## Reading passage:
The Reggie Dunlop character is based, in part, on former Eastern Hockey League Long Island Ducks player/coach John Brophy, who receives homage by his last name being used for the drunken center of the Hyannisport Presidents. Coincidentally, Brophy would later coach Dave Hanson, who played Jack Hanson, with the Birmingham Bulls in 1978.

In one scene announcer Jim Carr remarks that Ned Braden is "a college graduate ... and an American citizen!" – both unusual distinctions for a pro hockey player of the time. In real life, Michael Ontkean played hockey for and graduated from the University of New Hampshire in 1970.

Syracuse Bulldogs rookie goon Ogie Ogilthorpe, who was mentioned throughout the film but never actually seen until the final playoff game, was based on longtime minor-league goon Bill "Goldie" Goldthorpe. Like Ogie Ogilthorpe, Goldie Goldthorpe is also infamous for his rookie season in professional hockey (1973) when as a member of the Syracuse Blazers he amassed 25 major fighting penalties before Christmas.

The Blades in the film were based on the Broome Dusters. One scene in the film was specifically drawn from events that occurred in Binghamton, New York. In the movie the Hanson brothers wear black-rimmed, Coke-bottle eyeglasses, and in one game get into a fight immediately after the opening faceoff; in reality, both Jeff and Steve Carlson did wear that style of glasses, and did indeed get into a long fight right after an opening faceoff. Coach Dick Roberge:

A scene in the film shows the Hanson brothers jumping the Peterborough Patriots during pre-game warm-ups. This is based on events in a mid-'70s North American Hockey League playoff series between the Johnstown Jets and the Buffalo Norsemen. The Jets had a black player on their roster, and during a playoff game held in North Tonawanda, New York (a northern suburb of Buffalo where the Norsemen played their home games), a Norsemen fan held up a derogatory sign stating that blacks should be playing basketball. The next game in the series was held in Johnstown, and the Jets retaliated by attacking the Norsemen players during the warm-ups, with a huge brawl erupting.  The Norsemen players and coaches then returned to the dressing room and refused to come out to start the game.  The game was awarded to the Jets by forfeit, as was the playoff series since the "win" gave the Jets the needed number of victories to capture the series.

Another scene is also based on a real-life event. In the film Jeff Hanson scores a goal and is hit in the face by a set of keys thrown by a fan. The Hansons then go into the stands after the fan and Jeff Hanson punches out the wrong fan. After the game the Hansons are arrested for the incident. In real life a similar incident occurred in Utica, New York, in a game between the Johnstown Jets and the Mohawk Valley Comets. Jeff Carlson was hit in the face by a cup of ice thrown by a Utica fan and went into the stands after the fan with brothers Jack and Steve. All three were arrested and Dave Hanson gathered the money for bail for the Carlson brothers.

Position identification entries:
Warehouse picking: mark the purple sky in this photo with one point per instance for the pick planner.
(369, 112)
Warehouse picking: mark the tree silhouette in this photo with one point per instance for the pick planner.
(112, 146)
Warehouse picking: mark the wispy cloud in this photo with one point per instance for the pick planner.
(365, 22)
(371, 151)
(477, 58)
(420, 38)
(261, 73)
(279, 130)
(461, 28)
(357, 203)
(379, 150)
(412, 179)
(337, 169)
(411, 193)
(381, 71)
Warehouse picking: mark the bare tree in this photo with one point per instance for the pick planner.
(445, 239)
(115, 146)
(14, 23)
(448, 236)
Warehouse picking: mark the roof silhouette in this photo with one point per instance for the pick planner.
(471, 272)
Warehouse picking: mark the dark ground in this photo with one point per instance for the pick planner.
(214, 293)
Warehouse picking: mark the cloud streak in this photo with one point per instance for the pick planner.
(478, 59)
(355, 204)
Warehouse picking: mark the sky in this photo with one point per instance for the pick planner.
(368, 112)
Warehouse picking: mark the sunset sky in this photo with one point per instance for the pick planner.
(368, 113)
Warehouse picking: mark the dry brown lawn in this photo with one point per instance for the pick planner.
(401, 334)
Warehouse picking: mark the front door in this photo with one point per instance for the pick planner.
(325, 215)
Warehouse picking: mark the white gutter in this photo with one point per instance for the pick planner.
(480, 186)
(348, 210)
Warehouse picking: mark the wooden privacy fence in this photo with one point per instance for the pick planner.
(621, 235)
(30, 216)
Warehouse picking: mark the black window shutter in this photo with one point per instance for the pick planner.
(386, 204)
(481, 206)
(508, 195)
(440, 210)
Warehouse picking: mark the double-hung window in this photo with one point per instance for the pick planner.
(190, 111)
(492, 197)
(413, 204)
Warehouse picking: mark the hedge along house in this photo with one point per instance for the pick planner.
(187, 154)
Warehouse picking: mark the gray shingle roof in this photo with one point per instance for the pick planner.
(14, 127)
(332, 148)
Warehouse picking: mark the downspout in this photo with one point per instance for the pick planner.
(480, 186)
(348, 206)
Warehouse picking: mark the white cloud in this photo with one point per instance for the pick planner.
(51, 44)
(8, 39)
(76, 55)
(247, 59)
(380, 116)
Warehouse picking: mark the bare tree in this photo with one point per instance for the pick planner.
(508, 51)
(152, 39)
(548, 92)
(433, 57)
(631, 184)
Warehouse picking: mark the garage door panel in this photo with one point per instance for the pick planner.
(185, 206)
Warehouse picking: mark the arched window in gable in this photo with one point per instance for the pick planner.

## Directions:
1 – Reproduce part of the hockey film passage word for word. Begin at the words "The Reggie Dunlop" and stop after the words "Hampshire in 1970.".
2 – Answer these questions using the hockey film passage:
(a) Which university did Michael Ontkean play hockey for and graduate from?
(b) How many major fighting penalties did Goldie Goldthorpe amass before Christmas in his rookie season?
(c) In the real incident in Utica, what hit Jeff Carlson in the face?
3 – Resume the hockey film passage after its final sentence.

## Expected answers:
1 –
The Reggie Dunlop character is based, in part, on former Eastern Hockey League Long Island Ducks player/coach John Brophy, who receives homage by his last name being used for the drunken center of the Hyannisport Presidents. Coincidentally, Brophy would later coach Dave Hanson, who played Jack Hanson, with the Birmingham Bulls in 1978.

In one scene announcer Jim Carr remarks that Ned Braden is "a college graduate ... and an American citizen!" – both unusual distinctions for a pro hockey player of the time. In real life, Michael Ontkean played hockey for and graduated from the University of New Hampshire in 1970.

2 –
(a) The University of New Hampshire
(b) 25
(c) A cup of ice thrown by a Utica fan

3 –
Reception
The film was a moderate hit upon release, grossing $28,000,000 over its theater run, which placed it at #21 among movies released in 1977 and well below the grosses of Paul Newman's three previous wide-release films: The Towering Inferno, The Sting, and Butch Cassidy and the Sundance Kid, which all grossed over $100 million.

Variety wrote that "director George Roy Hill is ambivalent on the subject of violence in professional ice hockey. Half the time Hill invites the audience to get off on the mayhem, the other half of the time he decries it. You can't really have it both ways, and this compromise badly mars the handsomely made Universal release, produced by Robert Wunsch and Stephen Friedman." Vincent Canby of The New York Times described the performances as "impeccable" and thought the film had "a kind of vitality to it," but found it "unfunny" and noted an "ambiguous" point of view with regard to violence. Kevin Thomas of the Los Angeles Times was negative, writing that since the "characters possess so little dimension and since we have so little opportunity to get to know and therefore care about them, their incessantly brutalizing behavior and talk can only seem exploitative in effect. What's more, in playing for laughs, Slap Shot gives the nasty impression of seeming to patronize both the players and their fans." Gary Arnold of The Washington Post wrote "Slap Shot comes at you like a boisterous drunk. At first glance it appears harmlessly funny, in an extravagantly foul-mouthed sort of way. However, there's a mean streak beneath the cartoon surface that makes one feel uneasy about humoring this particular drunk for too long." Tom Milne]of The Monthly Film Bulletin described it as "a film which, while deploring the incidence of violence in sport, does everything it possibly can to make the audience wallow in that violence."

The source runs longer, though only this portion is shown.